**Aim**
Can you reproduce the listing below word for word, from its first line through its last?

**Recorded information**

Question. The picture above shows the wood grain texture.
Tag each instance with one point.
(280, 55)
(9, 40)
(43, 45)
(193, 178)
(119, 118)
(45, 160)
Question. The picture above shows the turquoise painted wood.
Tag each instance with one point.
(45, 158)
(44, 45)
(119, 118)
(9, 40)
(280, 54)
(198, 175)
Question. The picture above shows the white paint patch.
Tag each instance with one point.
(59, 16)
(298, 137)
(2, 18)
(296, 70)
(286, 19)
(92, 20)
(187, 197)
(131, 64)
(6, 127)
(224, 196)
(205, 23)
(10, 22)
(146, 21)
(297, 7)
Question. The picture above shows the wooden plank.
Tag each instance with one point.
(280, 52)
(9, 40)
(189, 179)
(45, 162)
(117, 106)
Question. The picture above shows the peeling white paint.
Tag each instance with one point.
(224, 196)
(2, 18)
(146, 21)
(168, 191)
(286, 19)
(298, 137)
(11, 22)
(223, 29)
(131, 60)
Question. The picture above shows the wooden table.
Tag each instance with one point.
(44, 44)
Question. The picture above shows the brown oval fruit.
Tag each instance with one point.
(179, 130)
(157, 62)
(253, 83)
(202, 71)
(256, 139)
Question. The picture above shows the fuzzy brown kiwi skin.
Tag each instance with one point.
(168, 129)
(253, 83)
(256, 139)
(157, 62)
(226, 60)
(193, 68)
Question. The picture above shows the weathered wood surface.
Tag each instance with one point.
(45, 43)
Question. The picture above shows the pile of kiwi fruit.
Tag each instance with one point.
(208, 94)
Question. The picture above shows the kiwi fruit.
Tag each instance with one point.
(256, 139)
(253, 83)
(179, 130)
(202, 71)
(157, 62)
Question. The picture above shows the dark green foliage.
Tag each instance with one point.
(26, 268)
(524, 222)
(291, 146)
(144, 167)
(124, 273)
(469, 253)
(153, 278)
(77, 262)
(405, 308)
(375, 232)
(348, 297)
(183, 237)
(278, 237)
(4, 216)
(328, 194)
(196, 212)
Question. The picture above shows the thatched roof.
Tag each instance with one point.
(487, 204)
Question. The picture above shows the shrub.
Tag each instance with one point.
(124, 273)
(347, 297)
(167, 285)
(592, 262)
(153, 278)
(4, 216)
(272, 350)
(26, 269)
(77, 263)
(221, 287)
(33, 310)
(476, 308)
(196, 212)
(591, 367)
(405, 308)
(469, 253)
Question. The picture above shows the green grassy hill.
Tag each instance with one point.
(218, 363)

**Task answer**
Question. The picture above shows the wood grain texture.
Tag each instance with one point.
(280, 55)
(9, 40)
(43, 45)
(193, 178)
(119, 118)
(45, 160)
Question. The picture above shows the turquoise painted wood.
Tag each instance with one point.
(45, 158)
(44, 45)
(119, 118)
(9, 40)
(280, 54)
(198, 175)
Question. The picture above shows the white paint patch.
Tag each instance with one point.
(59, 16)
(298, 137)
(2, 18)
(296, 70)
(286, 19)
(92, 20)
(187, 197)
(131, 64)
(6, 127)
(224, 196)
(205, 23)
(10, 22)
(146, 21)
(297, 7)
Question. The picture above shows the wooden plank.
Tag each instance with one point.
(280, 52)
(9, 40)
(189, 179)
(45, 162)
(117, 106)
Question. The picture above shows the peeling white paint.
Tag each instance with one point.
(224, 196)
(2, 18)
(146, 21)
(168, 191)
(286, 19)
(298, 137)
(11, 22)
(223, 29)
(131, 60)
Question. The picture above shows the wooden table.
Tag each instance with one point.
(44, 44)
Question. The picture above shows the brown oval fruit.
Tag each instance with one point.
(179, 130)
(157, 62)
(253, 83)
(202, 71)
(256, 139)
Question. The picture above shows the fuzzy brown kiwi skin.
Tag each instance with one point.
(168, 129)
(253, 83)
(256, 139)
(157, 62)
(226, 60)
(193, 68)
Question. The picture above shows the weathered wood surface.
Tag each instance with one point.
(45, 43)
Question. The picture above shows the pile of kiwi fruit.
Tag each instance with one point.
(208, 94)
Question. The picture above shows the kiwi fruit.
Tag each instance with one point.
(256, 139)
(253, 83)
(179, 130)
(202, 71)
(157, 62)
Question. The picture above shows the dark green foliage.
Tag each instance with one point.
(26, 268)
(524, 222)
(291, 146)
(144, 167)
(124, 273)
(469, 253)
(153, 278)
(77, 262)
(405, 308)
(375, 232)
(348, 297)
(183, 237)
(278, 237)
(4, 216)
(328, 194)
(196, 212)
Question. The picture above shows the thatched roof.
Tag each instance with one point.
(487, 204)
Question. The picture above shows the shrub.
Tag each instance with one point.
(124, 273)
(347, 297)
(167, 285)
(592, 262)
(153, 278)
(4, 216)
(272, 350)
(26, 269)
(77, 263)
(221, 287)
(33, 310)
(476, 308)
(196, 212)
(591, 367)
(405, 308)
(469, 253)
Question. The picture above shows the green grassy hill.
Tag each instance with one point.
(218, 363)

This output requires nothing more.